Textauszug:
Samstag, 31. Mai 2008

Martha Wainwright, Nijmegen, 30.05.08


Konzert: Martha Wainwright
Ort: Doornroosje, Nijmegen
Datum: 30.05.2008
Zuschauer: vermutlich ausverkauft (vielleicht 200)
Konzertdauer: 95 min.


Schön zu sehen, daß sich Rockstars manchmal mit den gleichen Problemen rumschlagen wie ich. Martha Wainwright beschäftigte eine Frage so sehr, daß sie eines der ersten Lieder abbrach. Bevor sie es noch einmal beginne, müsse sie unbedingt wissen, wie "Nijmegen" ausgesprochen wird. "Ich habe den ganzen Tag hier gesessen und Interviews gegeben und kam mir wie ein Arschloch vor, daß ich nicht wußte, wie man das spricht..." Natürlich half das Publikum im Doornroosje sofort und lieferte als Antwort "Neimegen", nicht mit ch-Laut, wie ich gedacht hatte, obwohl meine Version doch viel holländischer klingt. Vollkommen blöd, daß man sich so wenig mit diesem Nachbarland auseinandersetzt, wenn man nicht gleich an der Grenze wohnt und regelmäßig in die Niederlande fährt. Ich wäre nie auf die Idee gekommen, daß Martha Wainwright gerade auf Tour ist (Deutschland läßt die New Yorkerin aus), wenn wir nicht wegen eines Maximo Park Konzerts auf das Doornroosje gestossen wären und ich mir das Programm der nächsten Wochen angesehen hätte. Nijmegen liegt eine gute Stunde von Köln entfernt, ist also durchaus gut erreichbar, auch wenn man nur einen Kurzkonzerttrip plant.

Der Club mit dem schönen Namen Doornroosje liegt mitten in einem Wohngebiet.
Direkt an der Straße ist ein normales Wohnhaus mit Garten, dessen hohes, wildwachsendes Gras (Wiese, just in case...) Schlüsse auf den Ursprung des Clubnamens aufkommen lassen. Hinter dem Haus liegt ein kunterbunt besprühter Neubau, in dem das Kulturzentrum untergebracht ist. Die Leute, die da gemeinsam mit mir reingingen, waren ein ganz anderes Publikum als bei Indie-Konzerten in Köln. Der Altersschnitt lag wohltuend hoch, viele meiner unbekannten Begleiter wären in Deutschland wohl eher Musicalpublikum, schon einmal ein sehr angenehmer Unterschied. Natürlich zieht eine Singer/Songwriterin wie Martha Wainwright auch bei uns älteres Publikum an als die Kooks z.B., es war aber auffällig, wie viele nicht nach Indie-Freunden aussehende Zuschauer da waren. Auch in den Niederlanden scheint alternative Musik also viel mehr gesellschaftlich verwurzelt zu sein als bei uns.

Gespeicherte Daten:
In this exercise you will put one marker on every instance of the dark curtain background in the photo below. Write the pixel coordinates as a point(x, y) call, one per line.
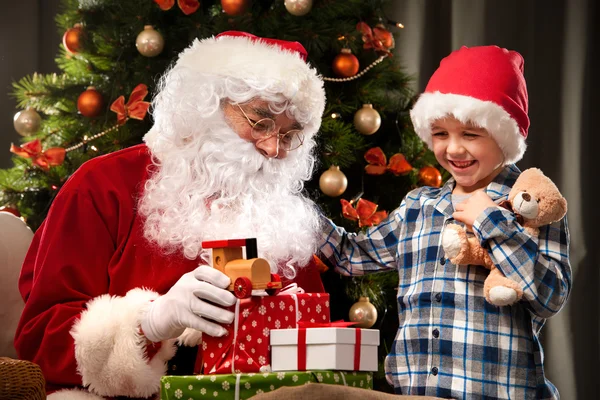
point(560, 47)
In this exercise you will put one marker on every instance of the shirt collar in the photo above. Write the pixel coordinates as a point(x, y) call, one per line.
point(497, 189)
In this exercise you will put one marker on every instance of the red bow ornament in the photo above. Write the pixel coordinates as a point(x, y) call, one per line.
point(187, 6)
point(43, 159)
point(378, 38)
point(135, 108)
point(378, 163)
point(365, 212)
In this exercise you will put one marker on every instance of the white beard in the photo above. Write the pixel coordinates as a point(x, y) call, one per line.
point(213, 185)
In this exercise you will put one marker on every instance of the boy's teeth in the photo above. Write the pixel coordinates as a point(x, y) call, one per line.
point(462, 163)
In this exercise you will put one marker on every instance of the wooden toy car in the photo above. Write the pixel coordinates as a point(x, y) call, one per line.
point(247, 274)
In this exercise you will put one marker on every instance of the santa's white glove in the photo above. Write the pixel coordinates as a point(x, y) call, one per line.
point(186, 305)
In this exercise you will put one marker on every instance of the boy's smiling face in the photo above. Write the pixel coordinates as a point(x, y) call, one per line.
point(468, 152)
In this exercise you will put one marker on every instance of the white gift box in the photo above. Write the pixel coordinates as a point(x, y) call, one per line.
point(326, 348)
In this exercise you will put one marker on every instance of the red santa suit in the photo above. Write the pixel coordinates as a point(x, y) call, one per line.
point(89, 276)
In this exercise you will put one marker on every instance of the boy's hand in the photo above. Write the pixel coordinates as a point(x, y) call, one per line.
point(468, 211)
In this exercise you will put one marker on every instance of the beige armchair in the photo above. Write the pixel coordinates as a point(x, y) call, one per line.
point(18, 379)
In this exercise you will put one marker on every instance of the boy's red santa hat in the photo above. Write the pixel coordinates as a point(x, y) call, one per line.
point(263, 62)
point(481, 85)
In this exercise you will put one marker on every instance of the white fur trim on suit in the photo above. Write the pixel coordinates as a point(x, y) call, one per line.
point(486, 114)
point(190, 337)
point(261, 65)
point(110, 349)
point(73, 394)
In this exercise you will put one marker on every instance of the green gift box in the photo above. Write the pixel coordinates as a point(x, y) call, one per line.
point(244, 386)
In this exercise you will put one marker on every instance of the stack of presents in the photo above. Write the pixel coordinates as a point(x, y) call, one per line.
point(285, 339)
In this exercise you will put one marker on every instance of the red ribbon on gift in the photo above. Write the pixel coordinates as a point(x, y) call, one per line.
point(43, 159)
point(302, 326)
point(135, 108)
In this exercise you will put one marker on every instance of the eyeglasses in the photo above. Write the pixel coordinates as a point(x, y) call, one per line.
point(266, 128)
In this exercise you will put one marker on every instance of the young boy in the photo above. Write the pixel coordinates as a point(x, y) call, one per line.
point(451, 343)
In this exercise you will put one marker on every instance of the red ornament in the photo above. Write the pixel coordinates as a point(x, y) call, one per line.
point(378, 163)
point(430, 176)
point(378, 38)
point(42, 158)
point(345, 64)
point(72, 39)
point(365, 212)
point(235, 7)
point(135, 108)
point(90, 103)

Aufgaben:
1) Wie lange dauerte das Konzert laut Textauszug?
2) Stelle den Abschnitt der gespeicherten Zeilen, der mit der Zeile beginnt, die „the boy's hand“ enthält, und bis zum Ende dieser Zeilen reicht, als JSON-Liste von Zeichenketten dar, eine pro Zeile und ohne Leerzeilen.

Lösungen:
1) 95 Minuten.

2)
[
  "In this exercise you will put one marker on every instance of the boy's hand in the photo above. Write the pixel coordinates as a point(x, y) call, one per line.",
  "point(468, 211)",
  "In this exercise you will put one marker on every instance of the beige armchair in the photo above. Write the pixel coordinates as a point(x, y) call, one per line.",
  "point(18, 379)",
  "In this exercise you will put one marker on every instance of the boy's red santa hat in the photo above. Write the pixel coordinates as a point(x, y) call, one per line.",
  "point(263, 62)",
  "point(481, 85)",
  "In this exercise you will put one marker on every instance of the white fur trim on suit in the photo above. Write the pixel coordinates as a point(x, y) call, one per line.",
  "point(486, 114)",
  "point(190, 337)",
  "point(261, 65)",
  "point(110, 349)",
  "point(73, 394)",
  "In this exercise you will put one marker on every instance of the green gift box in the photo above. Write the pixel coordinates as a point(x, y) call, one per line.",
  "point(244, 386)",
  "In this exercise you will put one marker on every instance of the stack of presents in the photo above. Write the pixel coordinates as a point(x, y) call, one per line.",
  "point(285, 339)",
  "In this exercise you will put one marker on every instance of the red ribbon on gift in the photo above. Write the pixel coordinates as a point(x, y) call, one per line.",
  "point(43, 159)",
  "point(302, 326)",
  "point(135, 108)",
  "In this exercise you will put one marker on every instance of the eyeglasses in the photo above. Write the pixel coordinates as a point(x, y) call, one per line.",
  "point(266, 128)",
  "In this exercise you will put one marker on every instance of the young boy in the photo above. Write the pixel coordinates as a point(x, y) call, one per line.",
  "point(451, 343)",
  "In this exercise you will put one marker on every instance of the red ornament in the photo above. Write the pixel coordinates as a point(x, y) call, one per line.",
  "point(378, 163)",
  "point(430, 176)",
  "point(378, 38)",
  "point(42, 158)",
  "point(345, 64)",
  "point(72, 39)",
  "point(365, 212)",
  "point(235, 7)",
  "point(135, 108)",
  "point(90, 103)"
]